*Source extract:*
====================

Dependencies
MySQL-Python
How It Works
you need to create a configuration file somewhere in the machine and have to pass it as argument while indexing or searching. A test configuration file 'local_config.py' is already present in package
Add your mysql settings
DATABASE = { 'NAME': 'metadataorder', # name of you DB 'USER': 'root', 'PASSWORD': '', 'HOST': 'localhost', }
Define classes
class ABC(object): field_list = ['id', 'name', ] # comma separated field names here. First element should always be an ID or primary key for the table table_name = "mysql table name here"
Add classes to INDEX_CLASSES
INDEX_CLASSES = [ABC, ]
Types Of Search
-
Simple Search (records<=2,00,000) This will dump your entire table data at the location mentioned in FILE_PATH and will search for the keyword in entire dump
-
Simple Threaded Search (records<=4,00,000) Add, IMPLEMENT_THREADED_SEARCH = True INTERVALS = 50000 This will dump records in different files with each files having no. of records mentioned in INTERVALS variable. So, total no. files will be int(Total no. of records in table/INTERVAL) + 1 with each file having 50000 records. Now each thread will search for keywords in separately but at the same time. Individual results will be aggregated at the end.

====================

Excerpts from point annotation data
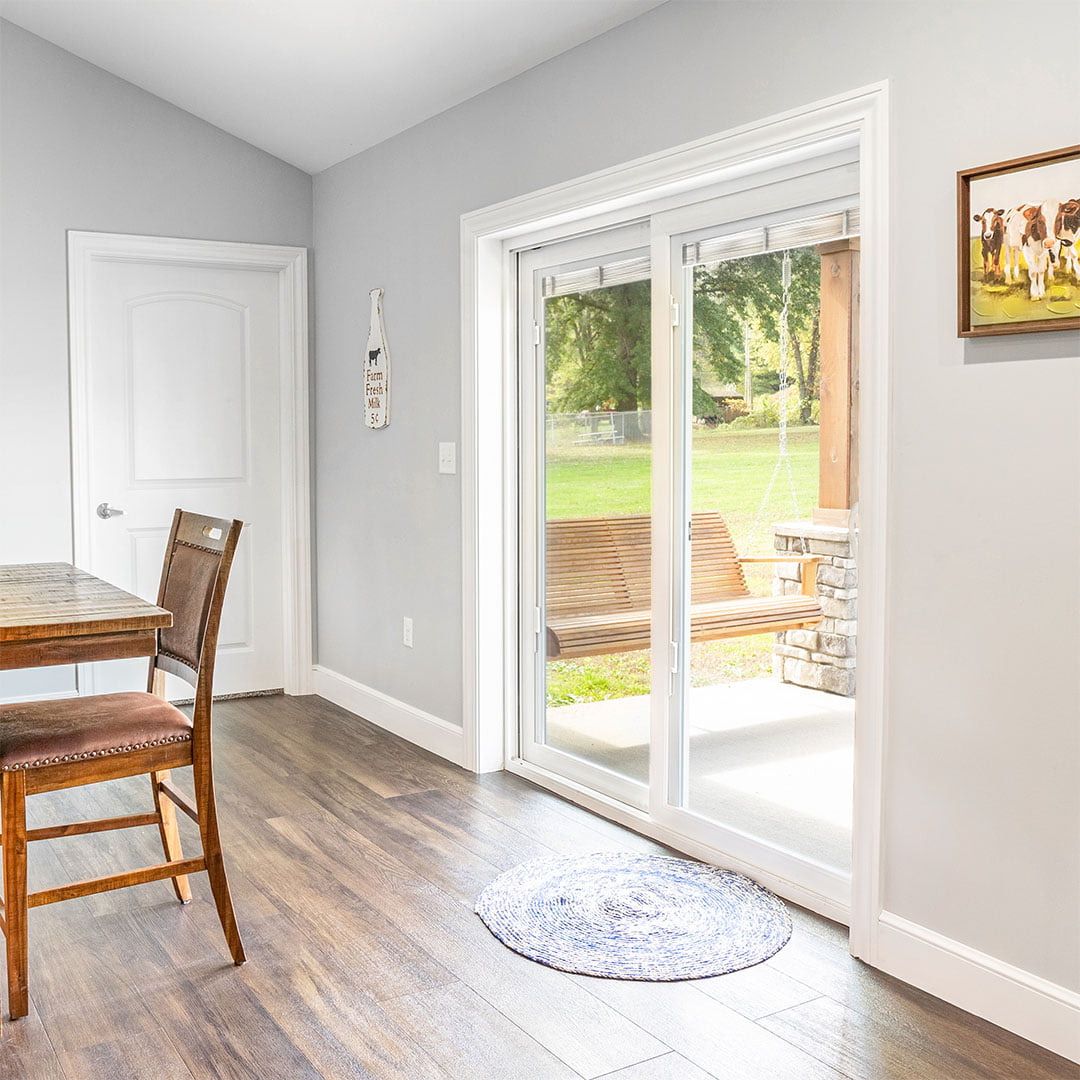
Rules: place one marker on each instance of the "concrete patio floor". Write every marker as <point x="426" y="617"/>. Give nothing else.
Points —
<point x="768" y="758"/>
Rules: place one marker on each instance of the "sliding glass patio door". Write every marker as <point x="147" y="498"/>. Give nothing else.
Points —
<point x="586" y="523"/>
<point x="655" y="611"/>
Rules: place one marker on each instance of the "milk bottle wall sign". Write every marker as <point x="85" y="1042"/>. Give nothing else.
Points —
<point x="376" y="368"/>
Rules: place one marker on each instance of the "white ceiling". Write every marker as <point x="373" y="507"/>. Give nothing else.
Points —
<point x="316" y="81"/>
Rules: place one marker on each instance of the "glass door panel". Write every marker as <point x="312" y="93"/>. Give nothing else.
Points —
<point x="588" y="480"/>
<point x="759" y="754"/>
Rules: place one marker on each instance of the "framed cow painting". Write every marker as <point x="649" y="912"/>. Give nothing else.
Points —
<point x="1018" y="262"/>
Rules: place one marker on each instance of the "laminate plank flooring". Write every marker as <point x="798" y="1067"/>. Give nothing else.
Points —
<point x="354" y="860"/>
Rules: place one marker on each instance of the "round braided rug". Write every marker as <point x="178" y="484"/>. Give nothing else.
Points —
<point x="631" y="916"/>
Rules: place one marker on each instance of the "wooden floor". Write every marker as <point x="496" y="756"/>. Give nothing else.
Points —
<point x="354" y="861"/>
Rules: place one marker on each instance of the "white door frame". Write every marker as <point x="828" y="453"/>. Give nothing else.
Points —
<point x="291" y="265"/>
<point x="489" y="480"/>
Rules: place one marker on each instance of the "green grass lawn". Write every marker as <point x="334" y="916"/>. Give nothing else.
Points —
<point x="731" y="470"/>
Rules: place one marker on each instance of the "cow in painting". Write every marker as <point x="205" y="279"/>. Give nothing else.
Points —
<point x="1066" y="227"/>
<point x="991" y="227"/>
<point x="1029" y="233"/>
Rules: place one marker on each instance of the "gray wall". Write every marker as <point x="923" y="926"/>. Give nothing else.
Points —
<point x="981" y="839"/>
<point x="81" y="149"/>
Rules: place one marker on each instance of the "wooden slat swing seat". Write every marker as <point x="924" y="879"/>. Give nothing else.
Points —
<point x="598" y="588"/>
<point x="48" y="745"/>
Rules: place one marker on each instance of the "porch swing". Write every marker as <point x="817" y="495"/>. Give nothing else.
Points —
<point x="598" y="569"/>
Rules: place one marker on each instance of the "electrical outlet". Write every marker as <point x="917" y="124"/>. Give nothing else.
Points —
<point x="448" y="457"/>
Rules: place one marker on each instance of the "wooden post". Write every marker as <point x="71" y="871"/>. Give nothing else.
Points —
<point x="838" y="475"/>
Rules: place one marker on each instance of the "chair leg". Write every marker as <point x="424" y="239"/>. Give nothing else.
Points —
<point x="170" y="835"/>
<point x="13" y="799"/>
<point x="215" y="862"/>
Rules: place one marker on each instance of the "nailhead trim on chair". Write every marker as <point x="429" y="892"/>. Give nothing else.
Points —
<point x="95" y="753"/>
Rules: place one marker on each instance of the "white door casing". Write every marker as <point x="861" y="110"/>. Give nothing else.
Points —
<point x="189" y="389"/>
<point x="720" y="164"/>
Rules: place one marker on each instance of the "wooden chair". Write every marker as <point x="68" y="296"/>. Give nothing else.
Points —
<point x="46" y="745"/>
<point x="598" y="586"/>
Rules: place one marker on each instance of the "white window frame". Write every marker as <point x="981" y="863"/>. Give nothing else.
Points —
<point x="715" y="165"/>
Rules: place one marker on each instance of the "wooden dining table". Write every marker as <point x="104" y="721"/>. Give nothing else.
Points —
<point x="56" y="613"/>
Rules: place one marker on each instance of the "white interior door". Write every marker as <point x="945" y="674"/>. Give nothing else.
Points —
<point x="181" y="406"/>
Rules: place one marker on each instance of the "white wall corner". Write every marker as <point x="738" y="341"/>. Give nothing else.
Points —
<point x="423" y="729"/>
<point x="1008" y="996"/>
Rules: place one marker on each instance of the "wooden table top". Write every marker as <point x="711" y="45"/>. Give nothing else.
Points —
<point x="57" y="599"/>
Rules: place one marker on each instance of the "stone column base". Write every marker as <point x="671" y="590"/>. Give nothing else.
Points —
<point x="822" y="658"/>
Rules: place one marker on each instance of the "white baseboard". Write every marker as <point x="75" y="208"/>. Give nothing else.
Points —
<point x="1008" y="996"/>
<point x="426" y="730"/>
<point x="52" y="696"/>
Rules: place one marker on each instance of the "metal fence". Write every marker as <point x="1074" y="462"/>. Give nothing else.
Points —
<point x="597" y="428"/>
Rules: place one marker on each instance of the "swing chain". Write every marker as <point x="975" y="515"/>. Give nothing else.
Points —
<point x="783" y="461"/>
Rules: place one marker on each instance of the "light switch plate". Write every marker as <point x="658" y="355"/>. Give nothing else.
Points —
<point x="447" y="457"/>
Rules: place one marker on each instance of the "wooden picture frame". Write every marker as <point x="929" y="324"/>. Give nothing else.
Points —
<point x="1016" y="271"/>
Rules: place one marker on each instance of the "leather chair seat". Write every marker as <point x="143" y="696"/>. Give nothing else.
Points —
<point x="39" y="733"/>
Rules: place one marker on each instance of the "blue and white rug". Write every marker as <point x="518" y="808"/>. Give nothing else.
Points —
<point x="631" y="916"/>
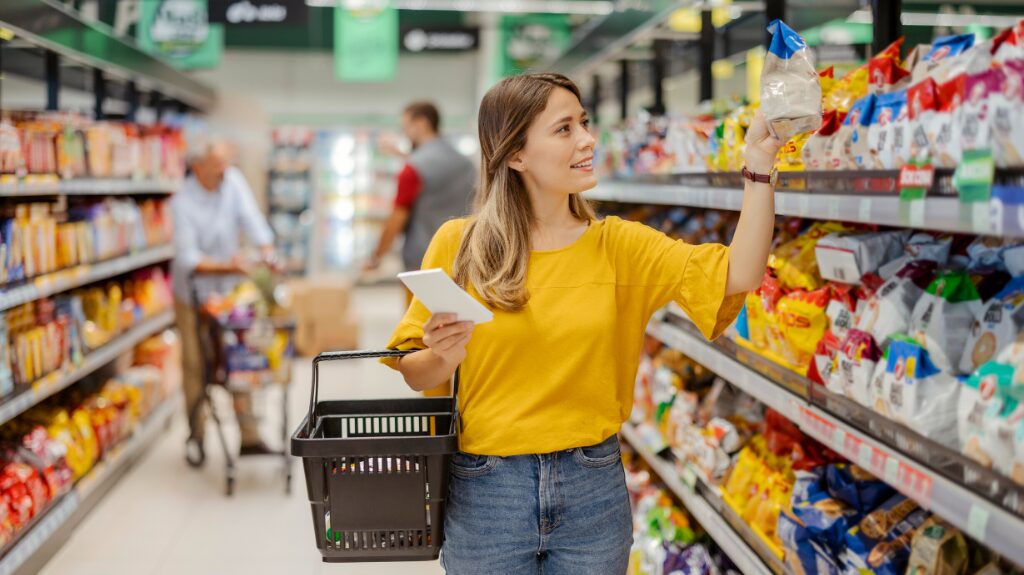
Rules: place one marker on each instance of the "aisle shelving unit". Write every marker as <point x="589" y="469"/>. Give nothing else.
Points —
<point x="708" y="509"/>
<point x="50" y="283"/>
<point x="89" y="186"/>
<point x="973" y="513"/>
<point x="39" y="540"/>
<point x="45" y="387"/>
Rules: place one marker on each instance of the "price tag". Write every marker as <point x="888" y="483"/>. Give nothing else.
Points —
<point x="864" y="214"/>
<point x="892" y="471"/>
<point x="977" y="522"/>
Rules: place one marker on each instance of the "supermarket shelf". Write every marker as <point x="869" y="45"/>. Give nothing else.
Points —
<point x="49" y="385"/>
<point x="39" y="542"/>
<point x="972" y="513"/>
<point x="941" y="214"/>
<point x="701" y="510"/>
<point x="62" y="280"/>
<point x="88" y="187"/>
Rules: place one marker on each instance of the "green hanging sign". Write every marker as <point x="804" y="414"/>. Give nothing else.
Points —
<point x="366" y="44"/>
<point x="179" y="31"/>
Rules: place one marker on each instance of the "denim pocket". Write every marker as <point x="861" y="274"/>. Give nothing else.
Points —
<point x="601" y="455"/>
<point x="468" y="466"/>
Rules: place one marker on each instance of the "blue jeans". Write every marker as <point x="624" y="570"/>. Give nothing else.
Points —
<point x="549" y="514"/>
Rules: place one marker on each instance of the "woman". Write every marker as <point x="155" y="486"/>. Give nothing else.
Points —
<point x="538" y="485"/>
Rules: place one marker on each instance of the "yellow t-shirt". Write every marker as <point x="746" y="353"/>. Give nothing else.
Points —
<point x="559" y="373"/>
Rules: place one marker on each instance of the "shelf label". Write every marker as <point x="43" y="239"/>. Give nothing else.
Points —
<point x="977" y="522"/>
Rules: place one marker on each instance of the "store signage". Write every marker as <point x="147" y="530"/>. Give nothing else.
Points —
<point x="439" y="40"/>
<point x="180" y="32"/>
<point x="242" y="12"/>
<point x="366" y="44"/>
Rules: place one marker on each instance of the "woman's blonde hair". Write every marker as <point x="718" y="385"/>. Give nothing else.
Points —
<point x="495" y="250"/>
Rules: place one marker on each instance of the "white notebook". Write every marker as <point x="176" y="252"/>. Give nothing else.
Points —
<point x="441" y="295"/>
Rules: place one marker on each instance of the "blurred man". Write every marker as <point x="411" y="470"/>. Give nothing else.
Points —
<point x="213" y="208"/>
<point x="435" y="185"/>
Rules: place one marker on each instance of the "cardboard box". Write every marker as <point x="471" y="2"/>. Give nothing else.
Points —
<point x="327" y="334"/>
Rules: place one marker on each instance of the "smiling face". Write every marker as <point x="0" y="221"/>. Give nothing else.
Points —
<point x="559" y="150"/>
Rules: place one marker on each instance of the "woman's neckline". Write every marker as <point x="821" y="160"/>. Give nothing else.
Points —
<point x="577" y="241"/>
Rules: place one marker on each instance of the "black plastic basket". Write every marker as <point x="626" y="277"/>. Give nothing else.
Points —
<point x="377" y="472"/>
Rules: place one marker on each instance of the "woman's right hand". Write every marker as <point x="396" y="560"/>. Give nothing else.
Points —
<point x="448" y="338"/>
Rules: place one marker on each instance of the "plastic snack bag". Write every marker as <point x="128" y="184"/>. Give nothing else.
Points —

====================

*Task 1:* For each statement below, say yes or no according to the MySQL search notes, quoting the deciding words: (a) The first field in field_list should be the table's ID or primary key. (b) Simple Search is intended for tables with up to 4,00,000 records. (c) In Simple Threaded Search, the threads search their files one after another instead of at the same time.
*Task 2:* Copy the passage of the MySQL search notes between "Add classes to" and "at the end.", inclusive.

*Output 1:*
(a) Yes: "First element should always be an ID or primary key for the table"
(b) No: "Simple Search (records<=2,00,000)"
(c) No: "Now each thread will search for keywords in separately but at the same time."

*Output 2:*
Add classes to INDEX_CLASSES
INDEX_CLASSES = [ABC, ]
Types Of Search
-
Simple Search (records<=2,00,000) This will dump your entire table data at the location mentioned in FILE_PATH and will search for the keyword in entire dump
-
Simple Threaded Search (records<=4,00,000) Add, IMPLEMENT_THREADED_SEARCH = True INTERVALS = 50000 This will dump records in different files with each files having no. of records mentioned in INTERVALS variable. So, total no. files will be int(Total no. of records in table/INTERVAL) + 1 with each file having 50000 records. Now each thread will search for keywords in separately but at the same time. Individual results will be aggregated at the end.